◆ **Task prompt**:
Print the part of the records that opens with the first line and closes with the line containing "<point>199,85</point>", both ends included, reproducing each line verbatim. Leave the pictures out of your answer.

━━━━━━━━

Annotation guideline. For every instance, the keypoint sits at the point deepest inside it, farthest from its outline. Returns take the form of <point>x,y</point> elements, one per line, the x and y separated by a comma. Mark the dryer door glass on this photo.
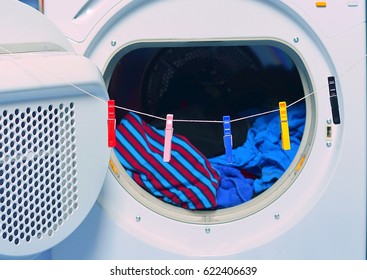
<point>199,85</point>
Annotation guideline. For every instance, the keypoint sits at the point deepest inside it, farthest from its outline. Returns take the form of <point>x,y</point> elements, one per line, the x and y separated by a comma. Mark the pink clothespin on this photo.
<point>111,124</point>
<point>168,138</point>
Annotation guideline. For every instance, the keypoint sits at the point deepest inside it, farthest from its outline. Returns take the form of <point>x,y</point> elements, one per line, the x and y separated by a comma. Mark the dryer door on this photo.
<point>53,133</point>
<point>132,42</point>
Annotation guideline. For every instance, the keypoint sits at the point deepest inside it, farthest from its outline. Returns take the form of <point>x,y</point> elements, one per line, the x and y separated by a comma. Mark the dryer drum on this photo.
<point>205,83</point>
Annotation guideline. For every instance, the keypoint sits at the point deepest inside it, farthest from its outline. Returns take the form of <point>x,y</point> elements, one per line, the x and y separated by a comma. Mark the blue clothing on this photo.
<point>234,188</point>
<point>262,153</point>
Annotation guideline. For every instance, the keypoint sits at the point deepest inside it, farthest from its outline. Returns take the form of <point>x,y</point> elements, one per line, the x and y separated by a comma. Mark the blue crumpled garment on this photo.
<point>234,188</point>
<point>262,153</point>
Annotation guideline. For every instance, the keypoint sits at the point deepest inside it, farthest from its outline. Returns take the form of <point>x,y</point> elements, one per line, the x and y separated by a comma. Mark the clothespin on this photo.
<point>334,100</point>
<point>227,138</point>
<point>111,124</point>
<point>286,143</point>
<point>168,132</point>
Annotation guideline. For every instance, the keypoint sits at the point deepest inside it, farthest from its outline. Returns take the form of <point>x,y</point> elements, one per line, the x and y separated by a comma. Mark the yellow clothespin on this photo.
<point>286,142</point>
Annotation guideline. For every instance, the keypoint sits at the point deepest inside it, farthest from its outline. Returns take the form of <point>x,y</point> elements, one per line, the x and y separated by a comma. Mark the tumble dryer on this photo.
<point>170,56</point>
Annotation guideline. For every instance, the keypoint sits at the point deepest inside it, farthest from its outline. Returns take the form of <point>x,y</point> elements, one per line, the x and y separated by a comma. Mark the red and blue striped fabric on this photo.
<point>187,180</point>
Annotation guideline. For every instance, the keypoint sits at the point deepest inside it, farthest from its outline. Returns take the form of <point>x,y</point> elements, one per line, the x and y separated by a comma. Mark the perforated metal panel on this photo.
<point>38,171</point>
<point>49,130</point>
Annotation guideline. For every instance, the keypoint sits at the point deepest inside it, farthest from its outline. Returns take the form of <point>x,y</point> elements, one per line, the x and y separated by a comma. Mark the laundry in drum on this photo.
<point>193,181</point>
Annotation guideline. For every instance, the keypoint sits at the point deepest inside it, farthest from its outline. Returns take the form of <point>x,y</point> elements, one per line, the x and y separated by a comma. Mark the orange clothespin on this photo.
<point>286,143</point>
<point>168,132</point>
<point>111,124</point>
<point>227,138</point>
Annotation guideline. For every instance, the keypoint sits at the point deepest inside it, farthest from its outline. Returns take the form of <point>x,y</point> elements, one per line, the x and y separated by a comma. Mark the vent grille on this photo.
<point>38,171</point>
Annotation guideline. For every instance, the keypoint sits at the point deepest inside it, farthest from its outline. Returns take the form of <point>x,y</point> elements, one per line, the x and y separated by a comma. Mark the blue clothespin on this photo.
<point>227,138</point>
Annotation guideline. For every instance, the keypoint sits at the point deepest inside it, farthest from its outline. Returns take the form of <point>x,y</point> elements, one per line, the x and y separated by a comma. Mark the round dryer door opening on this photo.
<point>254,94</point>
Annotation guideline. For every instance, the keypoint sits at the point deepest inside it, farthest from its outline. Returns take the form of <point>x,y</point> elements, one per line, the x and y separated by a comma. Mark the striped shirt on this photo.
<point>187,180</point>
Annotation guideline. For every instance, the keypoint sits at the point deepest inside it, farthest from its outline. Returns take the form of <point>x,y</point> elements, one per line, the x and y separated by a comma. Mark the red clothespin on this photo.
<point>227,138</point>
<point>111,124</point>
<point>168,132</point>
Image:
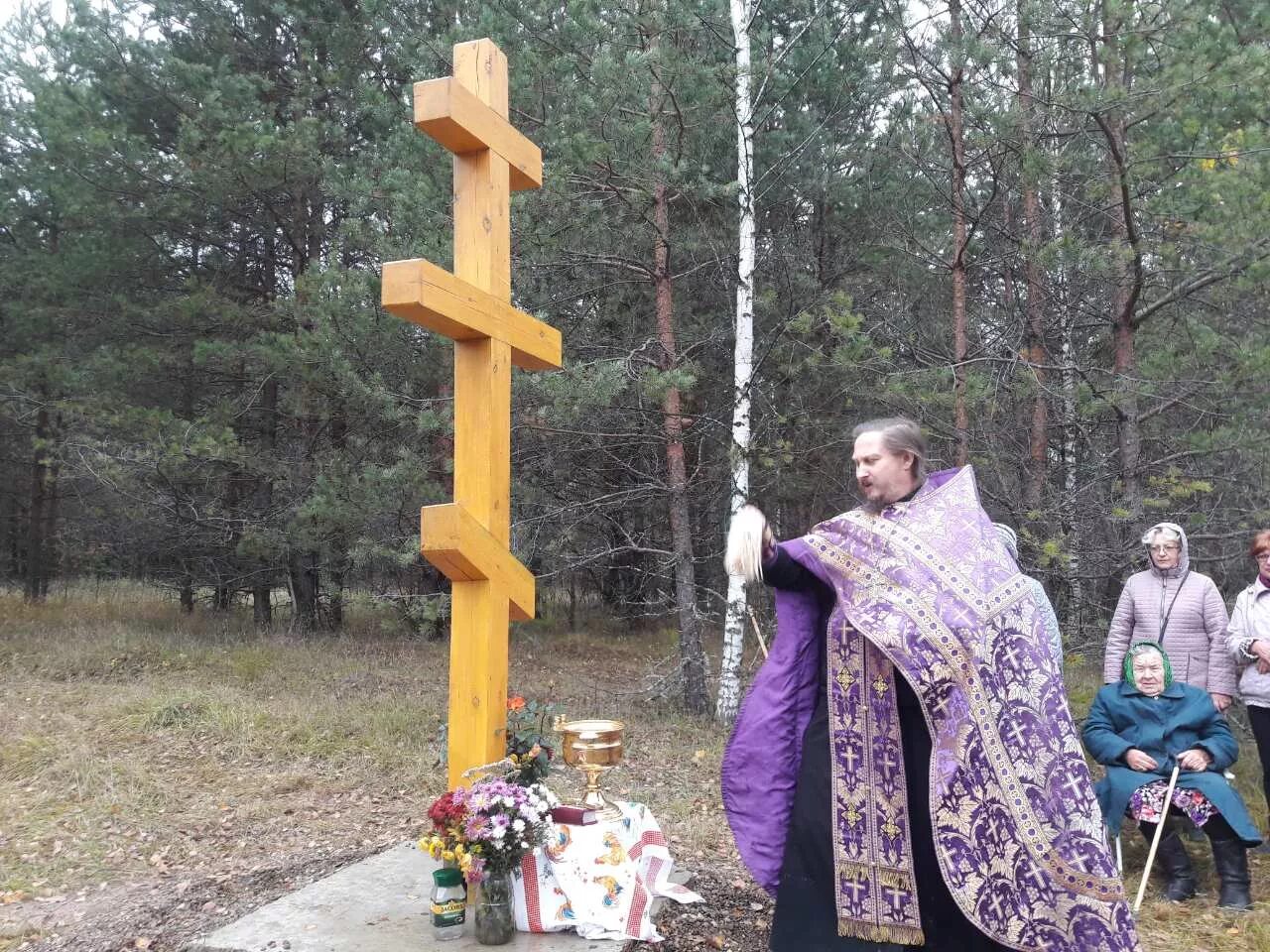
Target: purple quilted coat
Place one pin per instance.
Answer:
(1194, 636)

━━━━━━━━

◆ **Problem solution**:
Annotation guideline. For every instance, the keypoint sits at the point deepest inside it, farthest from its outline. Returns take the form of <point>x,y</point> elements, one per line, the x and y separated by a comma. Mark the dryer door glass on this photo.
<point>199,85</point>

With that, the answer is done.